▶ TO DO: Which lines of the data below include the string "flower"? Return each of them.

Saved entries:
• • • •
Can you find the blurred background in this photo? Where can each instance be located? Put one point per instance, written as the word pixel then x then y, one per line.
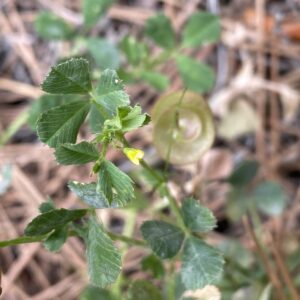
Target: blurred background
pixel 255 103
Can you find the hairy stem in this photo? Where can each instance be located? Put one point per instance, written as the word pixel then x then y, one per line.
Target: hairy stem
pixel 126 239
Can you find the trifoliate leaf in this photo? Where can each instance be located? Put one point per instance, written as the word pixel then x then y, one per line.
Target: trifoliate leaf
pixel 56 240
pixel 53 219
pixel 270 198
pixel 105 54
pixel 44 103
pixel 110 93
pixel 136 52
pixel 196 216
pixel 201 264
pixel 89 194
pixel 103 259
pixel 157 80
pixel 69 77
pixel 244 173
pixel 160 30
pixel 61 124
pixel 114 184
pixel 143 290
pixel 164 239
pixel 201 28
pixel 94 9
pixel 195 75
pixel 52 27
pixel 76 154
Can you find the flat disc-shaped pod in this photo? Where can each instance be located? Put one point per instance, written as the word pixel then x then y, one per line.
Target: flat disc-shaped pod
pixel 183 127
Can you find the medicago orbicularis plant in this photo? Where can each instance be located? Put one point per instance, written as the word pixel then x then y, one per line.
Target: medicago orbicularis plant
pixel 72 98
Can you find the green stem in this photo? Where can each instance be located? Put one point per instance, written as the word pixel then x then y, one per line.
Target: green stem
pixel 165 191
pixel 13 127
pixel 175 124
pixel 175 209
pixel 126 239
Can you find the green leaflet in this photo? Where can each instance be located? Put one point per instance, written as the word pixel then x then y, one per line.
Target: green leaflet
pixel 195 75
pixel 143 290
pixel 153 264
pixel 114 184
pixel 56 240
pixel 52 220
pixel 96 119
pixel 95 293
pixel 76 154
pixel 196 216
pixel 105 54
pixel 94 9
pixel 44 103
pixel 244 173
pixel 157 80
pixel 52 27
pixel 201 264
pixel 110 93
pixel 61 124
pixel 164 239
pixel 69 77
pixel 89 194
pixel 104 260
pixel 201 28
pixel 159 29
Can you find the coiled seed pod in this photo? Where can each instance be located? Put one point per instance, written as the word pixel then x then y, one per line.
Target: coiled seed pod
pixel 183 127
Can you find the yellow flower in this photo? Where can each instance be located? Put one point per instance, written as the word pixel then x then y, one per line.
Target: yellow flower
• • • •
▶ ANSWER FOR THIS EXERCISE:
Can you find the yellow flower in this photo? Where can each instance be located? Put one point per instance, written as the word pixel then x then y, one per line.
Target: yellow flower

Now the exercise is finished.